Tasks to complete
**1.** Give every track in the track listing of the Hits 93 Volume 4 text below, with artist and song title.
**2.** According to the Hits 93 Volume 4 text, what chart position did the album reach, and when?

Quoted text
───

Hits 93 Volume 4 was the final compilation in a series of four albums collecting the biggest hits of 1993. It was released by Telstar Records and BMG, and it charted at #2 in December 1993.

The Hits 93 series are considered an extension of the original The Hits Album series which ran from 1984 to 1991, which BMG issued in association with CBS and WEA from 1986. The relaunched Hits brand differed from the original series because it was a single CD as opposed to the original double-album format which was popular in the 1980s.

Track listing 

 Take That featuring Lulu – "Relight My Fire"
 Cappella – "U Got 2 Let the Music"
 Frankie Goes to Hollywood – "Relax (MCMXCIII Remix)"

───

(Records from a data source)

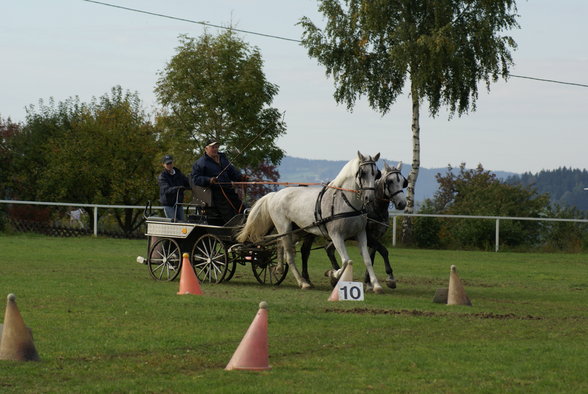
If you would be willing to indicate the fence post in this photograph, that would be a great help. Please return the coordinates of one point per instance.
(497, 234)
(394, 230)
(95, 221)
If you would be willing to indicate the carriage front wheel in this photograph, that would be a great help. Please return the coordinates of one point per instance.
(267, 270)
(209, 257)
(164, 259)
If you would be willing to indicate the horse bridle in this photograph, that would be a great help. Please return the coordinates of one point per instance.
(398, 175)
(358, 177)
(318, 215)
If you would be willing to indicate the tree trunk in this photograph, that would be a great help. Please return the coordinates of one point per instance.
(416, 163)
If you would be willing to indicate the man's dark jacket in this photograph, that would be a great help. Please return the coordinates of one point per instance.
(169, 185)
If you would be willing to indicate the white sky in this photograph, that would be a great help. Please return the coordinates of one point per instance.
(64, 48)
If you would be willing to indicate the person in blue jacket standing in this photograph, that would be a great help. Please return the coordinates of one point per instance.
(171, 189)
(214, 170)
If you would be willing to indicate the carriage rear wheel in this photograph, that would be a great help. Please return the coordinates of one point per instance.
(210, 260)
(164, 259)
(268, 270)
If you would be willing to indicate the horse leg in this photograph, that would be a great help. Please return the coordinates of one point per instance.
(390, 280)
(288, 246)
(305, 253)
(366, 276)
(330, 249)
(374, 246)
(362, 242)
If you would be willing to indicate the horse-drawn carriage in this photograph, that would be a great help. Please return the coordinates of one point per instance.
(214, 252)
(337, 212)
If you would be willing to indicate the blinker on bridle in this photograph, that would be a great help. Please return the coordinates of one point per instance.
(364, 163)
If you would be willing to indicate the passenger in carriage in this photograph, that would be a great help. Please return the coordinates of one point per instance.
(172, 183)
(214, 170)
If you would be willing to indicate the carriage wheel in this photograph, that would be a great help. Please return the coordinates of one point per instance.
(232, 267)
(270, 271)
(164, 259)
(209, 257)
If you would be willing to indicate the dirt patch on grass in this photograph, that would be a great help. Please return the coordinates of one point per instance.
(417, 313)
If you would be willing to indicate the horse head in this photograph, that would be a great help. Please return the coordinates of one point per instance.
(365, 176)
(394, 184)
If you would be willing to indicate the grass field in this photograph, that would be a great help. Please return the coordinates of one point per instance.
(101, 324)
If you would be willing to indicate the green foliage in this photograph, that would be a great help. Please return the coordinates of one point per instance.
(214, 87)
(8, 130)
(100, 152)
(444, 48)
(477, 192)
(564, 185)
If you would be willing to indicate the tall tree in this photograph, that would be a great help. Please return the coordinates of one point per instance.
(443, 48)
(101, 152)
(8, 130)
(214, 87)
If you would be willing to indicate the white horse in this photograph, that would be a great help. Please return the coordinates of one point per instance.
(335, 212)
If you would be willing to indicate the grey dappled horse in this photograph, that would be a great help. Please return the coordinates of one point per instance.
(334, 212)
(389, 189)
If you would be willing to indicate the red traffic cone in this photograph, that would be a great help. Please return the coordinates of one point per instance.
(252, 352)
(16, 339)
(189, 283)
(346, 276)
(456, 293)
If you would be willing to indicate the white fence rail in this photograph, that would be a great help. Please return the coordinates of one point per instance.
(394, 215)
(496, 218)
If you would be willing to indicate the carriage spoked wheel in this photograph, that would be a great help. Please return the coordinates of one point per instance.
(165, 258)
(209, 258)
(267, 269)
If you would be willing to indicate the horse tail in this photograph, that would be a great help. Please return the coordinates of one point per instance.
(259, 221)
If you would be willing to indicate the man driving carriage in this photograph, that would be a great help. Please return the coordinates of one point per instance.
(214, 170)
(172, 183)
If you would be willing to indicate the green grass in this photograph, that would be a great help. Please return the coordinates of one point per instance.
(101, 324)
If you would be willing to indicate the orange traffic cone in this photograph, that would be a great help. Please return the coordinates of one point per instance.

───

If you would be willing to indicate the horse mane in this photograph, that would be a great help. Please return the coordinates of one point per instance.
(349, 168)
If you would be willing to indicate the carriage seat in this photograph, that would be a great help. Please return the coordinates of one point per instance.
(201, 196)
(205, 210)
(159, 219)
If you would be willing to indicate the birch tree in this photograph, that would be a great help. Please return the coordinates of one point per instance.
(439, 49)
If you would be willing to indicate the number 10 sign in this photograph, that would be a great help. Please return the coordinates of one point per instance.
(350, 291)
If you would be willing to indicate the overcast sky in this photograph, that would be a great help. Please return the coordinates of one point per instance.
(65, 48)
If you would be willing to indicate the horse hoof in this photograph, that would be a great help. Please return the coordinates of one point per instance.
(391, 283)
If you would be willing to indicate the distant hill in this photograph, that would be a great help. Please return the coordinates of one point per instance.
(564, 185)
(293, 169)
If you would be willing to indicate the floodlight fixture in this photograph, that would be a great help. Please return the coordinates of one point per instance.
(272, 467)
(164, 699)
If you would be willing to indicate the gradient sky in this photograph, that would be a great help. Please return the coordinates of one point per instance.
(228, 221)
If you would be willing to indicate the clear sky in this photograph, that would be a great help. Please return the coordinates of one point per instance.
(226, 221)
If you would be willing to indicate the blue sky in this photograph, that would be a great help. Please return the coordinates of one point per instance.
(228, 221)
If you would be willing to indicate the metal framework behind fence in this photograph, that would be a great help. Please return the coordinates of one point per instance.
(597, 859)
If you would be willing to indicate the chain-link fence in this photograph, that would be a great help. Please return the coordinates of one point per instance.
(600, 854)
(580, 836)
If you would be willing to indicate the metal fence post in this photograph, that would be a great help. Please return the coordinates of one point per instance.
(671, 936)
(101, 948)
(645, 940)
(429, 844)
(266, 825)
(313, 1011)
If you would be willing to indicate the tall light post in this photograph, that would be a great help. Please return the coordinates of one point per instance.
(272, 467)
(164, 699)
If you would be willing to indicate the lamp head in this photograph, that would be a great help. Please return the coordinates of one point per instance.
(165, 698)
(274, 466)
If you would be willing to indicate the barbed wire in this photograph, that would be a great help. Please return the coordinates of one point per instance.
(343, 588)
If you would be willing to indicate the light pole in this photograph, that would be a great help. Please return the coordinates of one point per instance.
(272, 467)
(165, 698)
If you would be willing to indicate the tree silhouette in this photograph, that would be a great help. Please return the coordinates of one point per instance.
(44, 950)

───

Outputs for the tasks
**1.**
Take That featuring Lulu – "Relight My Fire"
Cappella – "U Got 2 Let the Music"
Frankie Goes to Hollywood – "Relax (MCMXCIII Remix)"

**2.** It charted at #2 in December 1993.